### EXTRACTED DATA
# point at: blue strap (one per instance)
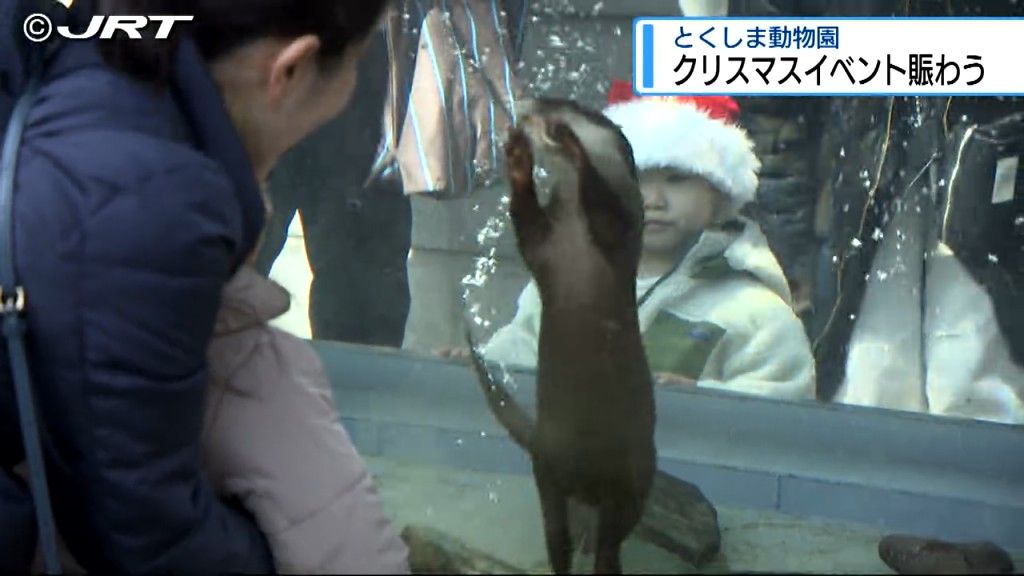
(11, 309)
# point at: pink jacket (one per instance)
(273, 440)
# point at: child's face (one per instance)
(676, 205)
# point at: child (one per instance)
(273, 440)
(715, 305)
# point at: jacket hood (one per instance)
(745, 251)
(250, 299)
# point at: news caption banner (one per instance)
(827, 56)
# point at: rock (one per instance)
(910, 554)
(677, 519)
(433, 551)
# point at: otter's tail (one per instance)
(511, 415)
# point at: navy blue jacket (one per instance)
(132, 209)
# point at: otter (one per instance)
(593, 439)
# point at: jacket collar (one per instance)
(206, 120)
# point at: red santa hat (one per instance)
(693, 134)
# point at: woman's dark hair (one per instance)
(221, 26)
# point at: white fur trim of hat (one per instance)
(672, 134)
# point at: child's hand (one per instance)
(670, 379)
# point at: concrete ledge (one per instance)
(945, 478)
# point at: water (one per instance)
(500, 515)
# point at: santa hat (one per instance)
(693, 134)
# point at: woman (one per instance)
(715, 306)
(137, 199)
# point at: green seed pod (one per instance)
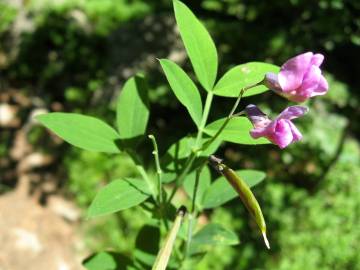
(245, 194)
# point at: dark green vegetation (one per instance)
(76, 55)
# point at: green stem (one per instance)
(158, 167)
(147, 180)
(193, 154)
(142, 172)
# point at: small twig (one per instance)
(158, 167)
(231, 114)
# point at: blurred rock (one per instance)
(35, 238)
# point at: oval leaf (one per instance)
(118, 195)
(244, 75)
(175, 157)
(83, 131)
(212, 235)
(184, 89)
(221, 191)
(198, 44)
(132, 112)
(236, 131)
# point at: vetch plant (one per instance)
(185, 163)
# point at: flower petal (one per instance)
(293, 71)
(283, 135)
(296, 133)
(317, 59)
(322, 87)
(311, 81)
(272, 81)
(256, 116)
(293, 112)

### YOUR INSTRUCTIONS
Every line of the data above should be quoted exactly. Omit the pictures.

### REPLY
# point at: blue strap (one per instance)
(11, 309)
# point at: pink jacket (one per instance)
(273, 440)
# point at: child's face (one per instance)
(676, 205)
# point at: child (one per instance)
(273, 440)
(715, 305)
# point at: jacket hood (one per instance)
(745, 251)
(250, 299)
# point at: news caption banner (one per instance)
(827, 56)
# point at: rock (one per instance)
(910, 554)
(677, 519)
(433, 551)
# point at: otter's tail (one per instance)
(511, 415)
# point at: navy blue jacket (one per instance)
(132, 209)
# point at: otter (one per instance)
(593, 439)
# point at: jacket collar (one per instance)
(206, 120)
# point at: red santa hat (one per instance)
(693, 134)
# point at: woman's dark hair (one per instance)
(221, 26)
# point at: white fur trim of hat (one per instance)
(672, 134)
# point at: child's hand (one per instance)
(670, 379)
# point at: concrete ledge (one per instance)
(945, 478)
# point at: water (one per instance)
(500, 515)
# point at: santa hat (one per instance)
(693, 134)
# point at: woman (one per instance)
(715, 306)
(137, 199)
# point at: green seed pod (one per instance)
(245, 194)
# point at: dark green vegetation (one per instance)
(76, 55)
# point at: green stem (one per instance)
(158, 167)
(147, 180)
(193, 154)
(142, 172)
# point at: small twig (one per instance)
(158, 167)
(231, 114)
# point at: blurred rock (one per instance)
(35, 238)
# point at: oval leaf (one per instance)
(118, 195)
(244, 75)
(175, 157)
(83, 131)
(212, 235)
(184, 89)
(221, 191)
(198, 44)
(132, 112)
(236, 131)
# point at: vetch plant (one per instance)
(185, 163)
# point at: flower petal (one per instance)
(293, 71)
(283, 135)
(296, 133)
(317, 59)
(322, 87)
(311, 81)
(272, 81)
(256, 116)
(293, 112)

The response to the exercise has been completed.